Exercise description
Count the lines in the data below that contain the string "label", matching case exactly. Reply with the number only.

Task data
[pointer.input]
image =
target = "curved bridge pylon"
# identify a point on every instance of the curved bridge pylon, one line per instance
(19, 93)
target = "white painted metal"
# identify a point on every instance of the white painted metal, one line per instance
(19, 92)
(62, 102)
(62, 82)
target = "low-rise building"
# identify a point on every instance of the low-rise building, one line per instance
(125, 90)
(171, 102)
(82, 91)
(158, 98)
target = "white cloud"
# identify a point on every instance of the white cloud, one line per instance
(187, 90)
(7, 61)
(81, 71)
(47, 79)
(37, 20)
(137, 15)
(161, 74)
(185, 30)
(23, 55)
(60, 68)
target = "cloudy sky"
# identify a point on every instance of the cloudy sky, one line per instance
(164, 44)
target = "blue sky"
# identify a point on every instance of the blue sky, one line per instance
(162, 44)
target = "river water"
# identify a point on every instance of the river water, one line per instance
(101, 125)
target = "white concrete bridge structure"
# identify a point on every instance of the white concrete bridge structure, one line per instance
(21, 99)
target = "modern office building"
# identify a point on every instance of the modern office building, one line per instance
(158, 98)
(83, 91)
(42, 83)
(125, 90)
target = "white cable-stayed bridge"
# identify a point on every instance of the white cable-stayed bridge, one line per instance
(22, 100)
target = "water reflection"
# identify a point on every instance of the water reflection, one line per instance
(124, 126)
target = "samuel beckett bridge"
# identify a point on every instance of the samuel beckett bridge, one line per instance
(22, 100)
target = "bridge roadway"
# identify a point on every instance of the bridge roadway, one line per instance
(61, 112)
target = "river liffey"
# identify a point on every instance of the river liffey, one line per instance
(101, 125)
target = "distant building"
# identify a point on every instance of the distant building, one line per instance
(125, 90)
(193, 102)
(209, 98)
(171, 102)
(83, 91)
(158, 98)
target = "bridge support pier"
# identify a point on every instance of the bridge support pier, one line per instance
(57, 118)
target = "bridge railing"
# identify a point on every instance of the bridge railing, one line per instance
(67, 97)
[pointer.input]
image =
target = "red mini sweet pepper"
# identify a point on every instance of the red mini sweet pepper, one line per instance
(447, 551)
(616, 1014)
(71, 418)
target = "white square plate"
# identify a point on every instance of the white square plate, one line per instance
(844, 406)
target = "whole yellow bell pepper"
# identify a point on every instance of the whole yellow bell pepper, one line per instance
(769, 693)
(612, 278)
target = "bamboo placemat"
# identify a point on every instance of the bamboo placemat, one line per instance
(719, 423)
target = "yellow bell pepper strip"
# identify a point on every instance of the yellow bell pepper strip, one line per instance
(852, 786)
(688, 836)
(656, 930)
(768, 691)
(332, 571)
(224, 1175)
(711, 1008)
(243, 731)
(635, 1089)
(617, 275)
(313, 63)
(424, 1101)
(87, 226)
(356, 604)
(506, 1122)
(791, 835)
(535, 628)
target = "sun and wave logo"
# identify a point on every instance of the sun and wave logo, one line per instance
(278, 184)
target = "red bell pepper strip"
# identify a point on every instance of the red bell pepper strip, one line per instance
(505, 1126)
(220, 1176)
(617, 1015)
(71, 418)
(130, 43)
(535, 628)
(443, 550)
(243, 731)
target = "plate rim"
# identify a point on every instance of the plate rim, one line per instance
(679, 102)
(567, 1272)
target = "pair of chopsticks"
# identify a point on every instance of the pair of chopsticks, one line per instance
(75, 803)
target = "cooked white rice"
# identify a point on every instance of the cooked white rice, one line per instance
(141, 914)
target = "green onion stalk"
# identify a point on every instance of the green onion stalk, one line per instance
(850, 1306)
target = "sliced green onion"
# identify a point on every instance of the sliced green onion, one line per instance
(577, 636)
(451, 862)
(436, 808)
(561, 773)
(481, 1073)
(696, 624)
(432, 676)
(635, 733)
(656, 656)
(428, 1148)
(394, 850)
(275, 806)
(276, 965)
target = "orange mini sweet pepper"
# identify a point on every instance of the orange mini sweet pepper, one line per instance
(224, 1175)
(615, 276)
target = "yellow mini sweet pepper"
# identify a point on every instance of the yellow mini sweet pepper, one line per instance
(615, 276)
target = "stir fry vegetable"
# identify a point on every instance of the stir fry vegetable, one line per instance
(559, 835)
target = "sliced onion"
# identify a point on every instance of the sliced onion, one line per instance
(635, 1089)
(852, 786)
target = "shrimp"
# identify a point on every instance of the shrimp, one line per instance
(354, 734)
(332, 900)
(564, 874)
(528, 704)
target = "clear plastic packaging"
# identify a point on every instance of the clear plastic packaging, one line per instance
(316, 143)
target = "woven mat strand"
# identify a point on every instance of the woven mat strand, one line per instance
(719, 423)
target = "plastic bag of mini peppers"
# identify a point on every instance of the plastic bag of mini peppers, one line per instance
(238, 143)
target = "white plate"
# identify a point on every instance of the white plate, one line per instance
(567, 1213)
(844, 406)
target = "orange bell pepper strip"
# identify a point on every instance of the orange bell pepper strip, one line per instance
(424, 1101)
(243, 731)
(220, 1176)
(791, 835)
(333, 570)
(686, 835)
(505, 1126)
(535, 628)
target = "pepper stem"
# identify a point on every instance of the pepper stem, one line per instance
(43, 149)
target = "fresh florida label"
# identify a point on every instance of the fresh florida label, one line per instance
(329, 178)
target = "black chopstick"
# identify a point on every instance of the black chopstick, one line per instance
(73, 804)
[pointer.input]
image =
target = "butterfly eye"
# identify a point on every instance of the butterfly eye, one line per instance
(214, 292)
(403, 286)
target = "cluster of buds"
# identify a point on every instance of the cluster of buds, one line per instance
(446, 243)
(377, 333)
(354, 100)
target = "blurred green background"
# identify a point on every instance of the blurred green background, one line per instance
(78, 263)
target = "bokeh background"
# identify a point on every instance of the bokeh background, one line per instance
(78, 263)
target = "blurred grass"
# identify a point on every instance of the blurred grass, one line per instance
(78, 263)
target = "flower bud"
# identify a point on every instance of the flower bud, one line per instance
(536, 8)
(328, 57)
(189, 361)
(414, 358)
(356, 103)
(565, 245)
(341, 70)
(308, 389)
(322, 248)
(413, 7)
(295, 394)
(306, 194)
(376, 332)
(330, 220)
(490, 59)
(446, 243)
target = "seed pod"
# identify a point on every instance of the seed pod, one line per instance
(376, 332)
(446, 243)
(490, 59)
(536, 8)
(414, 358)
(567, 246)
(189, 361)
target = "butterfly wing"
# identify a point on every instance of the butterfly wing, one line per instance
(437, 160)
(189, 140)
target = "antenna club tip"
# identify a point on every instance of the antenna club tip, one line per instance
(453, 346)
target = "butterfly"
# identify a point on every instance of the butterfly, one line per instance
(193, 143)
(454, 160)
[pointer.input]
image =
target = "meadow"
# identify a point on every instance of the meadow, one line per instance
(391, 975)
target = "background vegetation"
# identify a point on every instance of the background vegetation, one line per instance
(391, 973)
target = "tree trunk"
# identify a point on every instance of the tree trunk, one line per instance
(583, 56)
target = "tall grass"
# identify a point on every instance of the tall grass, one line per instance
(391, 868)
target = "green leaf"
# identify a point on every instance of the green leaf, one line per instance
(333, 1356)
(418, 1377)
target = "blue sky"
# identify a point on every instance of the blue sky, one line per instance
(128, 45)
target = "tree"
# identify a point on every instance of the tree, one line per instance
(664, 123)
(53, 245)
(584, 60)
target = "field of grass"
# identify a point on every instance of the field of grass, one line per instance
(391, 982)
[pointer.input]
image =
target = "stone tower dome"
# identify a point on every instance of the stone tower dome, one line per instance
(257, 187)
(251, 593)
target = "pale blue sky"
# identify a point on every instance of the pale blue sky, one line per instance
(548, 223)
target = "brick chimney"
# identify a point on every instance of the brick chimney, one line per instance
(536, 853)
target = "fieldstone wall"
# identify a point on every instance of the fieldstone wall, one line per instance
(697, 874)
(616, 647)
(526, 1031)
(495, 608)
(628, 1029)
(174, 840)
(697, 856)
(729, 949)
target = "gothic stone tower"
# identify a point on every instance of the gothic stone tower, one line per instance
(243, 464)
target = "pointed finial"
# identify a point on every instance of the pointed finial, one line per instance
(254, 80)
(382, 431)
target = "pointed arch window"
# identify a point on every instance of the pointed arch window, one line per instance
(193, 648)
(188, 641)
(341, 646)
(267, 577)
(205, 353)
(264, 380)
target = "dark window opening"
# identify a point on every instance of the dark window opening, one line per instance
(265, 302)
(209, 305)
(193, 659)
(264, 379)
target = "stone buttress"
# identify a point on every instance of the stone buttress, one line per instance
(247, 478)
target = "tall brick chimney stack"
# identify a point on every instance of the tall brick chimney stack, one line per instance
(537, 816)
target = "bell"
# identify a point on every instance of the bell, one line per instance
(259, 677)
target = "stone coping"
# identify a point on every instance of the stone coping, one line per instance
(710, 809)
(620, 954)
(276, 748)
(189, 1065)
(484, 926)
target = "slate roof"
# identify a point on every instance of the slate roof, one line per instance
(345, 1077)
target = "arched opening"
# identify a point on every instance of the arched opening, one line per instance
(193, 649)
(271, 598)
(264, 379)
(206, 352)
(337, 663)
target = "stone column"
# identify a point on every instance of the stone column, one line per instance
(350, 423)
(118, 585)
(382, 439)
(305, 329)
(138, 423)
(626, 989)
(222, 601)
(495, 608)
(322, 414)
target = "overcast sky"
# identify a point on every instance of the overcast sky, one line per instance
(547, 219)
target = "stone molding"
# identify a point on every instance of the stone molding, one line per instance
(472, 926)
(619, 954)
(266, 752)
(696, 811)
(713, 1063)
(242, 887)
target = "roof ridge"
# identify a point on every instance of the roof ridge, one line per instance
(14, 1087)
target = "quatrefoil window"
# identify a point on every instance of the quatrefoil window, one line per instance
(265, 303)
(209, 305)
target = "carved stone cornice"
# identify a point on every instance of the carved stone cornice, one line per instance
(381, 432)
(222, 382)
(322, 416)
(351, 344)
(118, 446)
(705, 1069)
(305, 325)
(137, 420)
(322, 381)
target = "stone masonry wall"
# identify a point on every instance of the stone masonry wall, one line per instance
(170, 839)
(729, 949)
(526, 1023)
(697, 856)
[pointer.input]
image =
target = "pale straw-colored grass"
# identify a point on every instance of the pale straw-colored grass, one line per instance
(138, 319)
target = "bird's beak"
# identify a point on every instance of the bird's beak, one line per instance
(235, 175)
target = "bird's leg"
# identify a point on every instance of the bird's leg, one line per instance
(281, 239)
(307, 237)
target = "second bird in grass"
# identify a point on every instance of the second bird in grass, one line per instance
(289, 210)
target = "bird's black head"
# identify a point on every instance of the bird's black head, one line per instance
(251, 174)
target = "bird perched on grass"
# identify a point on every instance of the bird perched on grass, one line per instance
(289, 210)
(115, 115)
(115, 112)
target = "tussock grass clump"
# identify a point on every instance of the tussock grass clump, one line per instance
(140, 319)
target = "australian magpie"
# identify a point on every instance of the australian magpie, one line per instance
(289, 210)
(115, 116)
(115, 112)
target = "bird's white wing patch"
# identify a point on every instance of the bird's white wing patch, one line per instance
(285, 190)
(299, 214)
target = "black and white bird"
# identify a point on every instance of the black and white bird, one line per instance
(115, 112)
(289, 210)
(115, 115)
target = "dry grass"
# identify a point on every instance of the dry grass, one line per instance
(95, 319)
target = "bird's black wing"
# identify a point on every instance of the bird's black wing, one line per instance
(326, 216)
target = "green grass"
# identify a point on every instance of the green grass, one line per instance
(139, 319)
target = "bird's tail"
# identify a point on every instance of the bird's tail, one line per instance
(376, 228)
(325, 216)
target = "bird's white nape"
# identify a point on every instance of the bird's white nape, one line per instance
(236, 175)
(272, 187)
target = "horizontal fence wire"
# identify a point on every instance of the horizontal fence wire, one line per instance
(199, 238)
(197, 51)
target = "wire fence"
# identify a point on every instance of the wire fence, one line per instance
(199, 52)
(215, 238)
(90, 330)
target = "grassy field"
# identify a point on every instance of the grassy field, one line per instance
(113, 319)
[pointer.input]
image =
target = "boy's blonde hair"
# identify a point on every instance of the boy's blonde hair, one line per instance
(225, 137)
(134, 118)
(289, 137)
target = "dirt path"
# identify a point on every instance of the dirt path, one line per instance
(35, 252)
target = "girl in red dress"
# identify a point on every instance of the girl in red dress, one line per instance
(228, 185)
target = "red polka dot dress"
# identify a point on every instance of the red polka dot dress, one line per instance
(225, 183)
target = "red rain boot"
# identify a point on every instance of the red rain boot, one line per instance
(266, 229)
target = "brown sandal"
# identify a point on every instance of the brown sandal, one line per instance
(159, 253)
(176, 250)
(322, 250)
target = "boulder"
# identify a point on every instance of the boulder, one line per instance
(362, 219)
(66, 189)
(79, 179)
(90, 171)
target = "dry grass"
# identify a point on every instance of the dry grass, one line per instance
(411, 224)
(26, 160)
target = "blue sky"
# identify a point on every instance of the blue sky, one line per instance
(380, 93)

Task result
2